▼

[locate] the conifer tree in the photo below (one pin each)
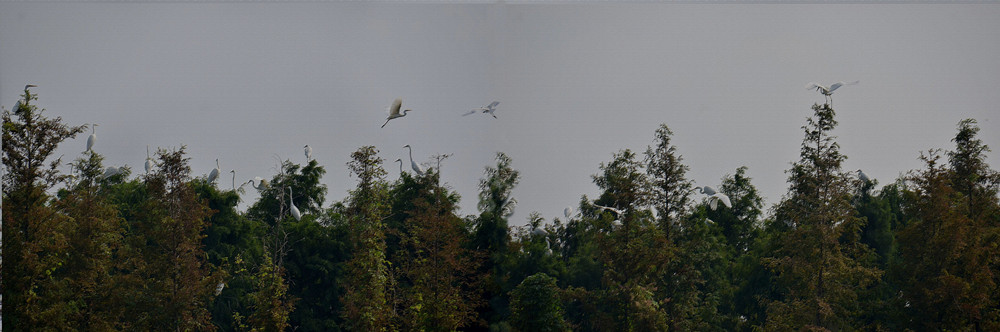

▲
▼

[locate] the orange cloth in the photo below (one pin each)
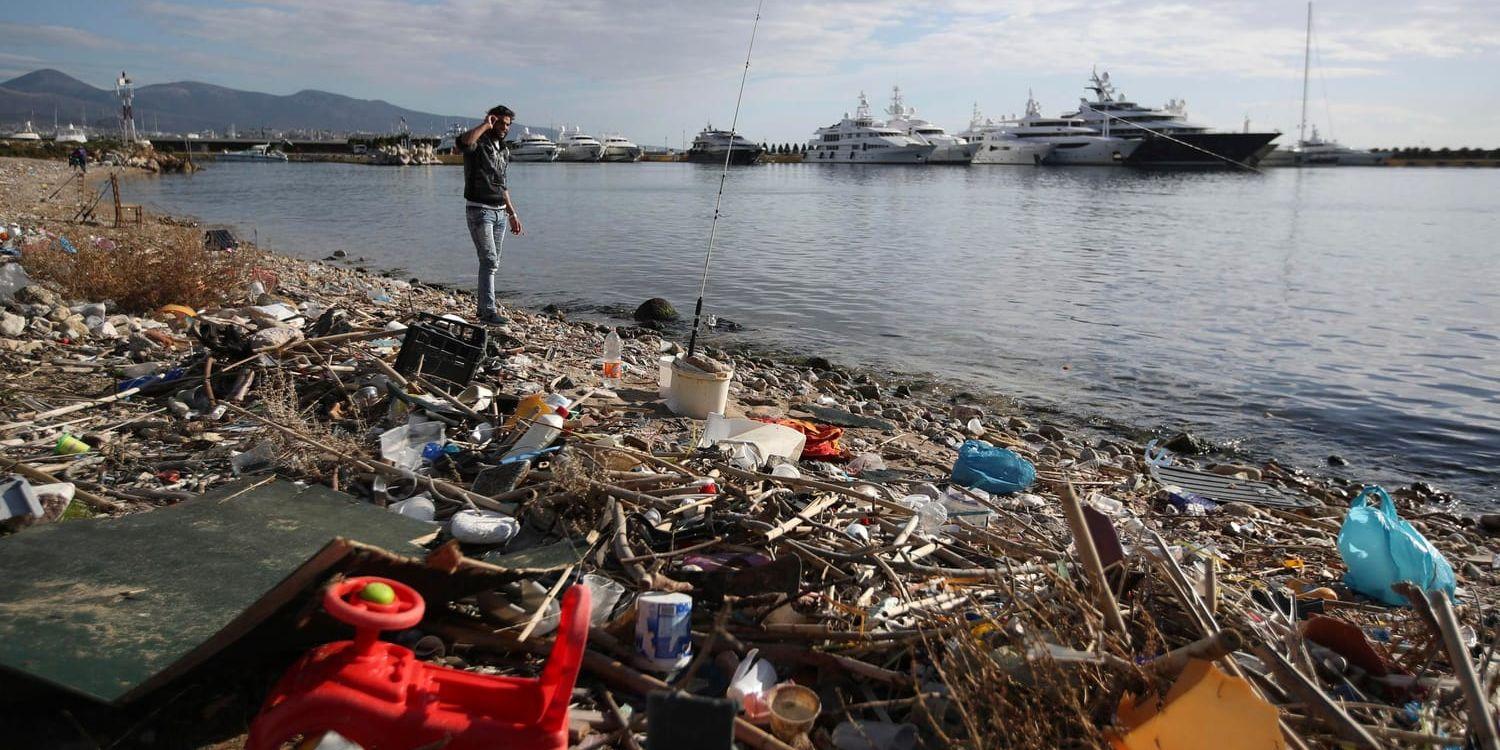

▲
▼

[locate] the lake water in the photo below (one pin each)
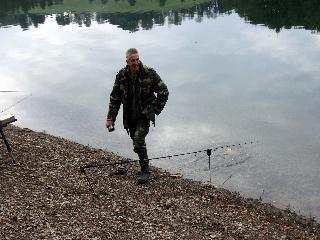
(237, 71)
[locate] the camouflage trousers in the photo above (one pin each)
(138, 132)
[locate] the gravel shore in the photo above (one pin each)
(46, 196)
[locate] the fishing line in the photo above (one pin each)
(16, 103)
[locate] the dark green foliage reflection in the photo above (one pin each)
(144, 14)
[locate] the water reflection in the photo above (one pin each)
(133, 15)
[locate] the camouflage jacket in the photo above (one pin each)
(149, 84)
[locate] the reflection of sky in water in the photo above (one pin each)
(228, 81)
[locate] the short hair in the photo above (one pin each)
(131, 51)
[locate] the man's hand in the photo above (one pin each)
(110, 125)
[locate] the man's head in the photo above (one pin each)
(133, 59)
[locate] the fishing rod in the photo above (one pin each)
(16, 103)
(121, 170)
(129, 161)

▲

# Do this
Select every row above that contains the string "fishing" and copy each one in full.

# Solution to this exercise
[locate] the fishing line in the photo above (one pin each)
[locate] the fishing rod in the photo above (one pin each)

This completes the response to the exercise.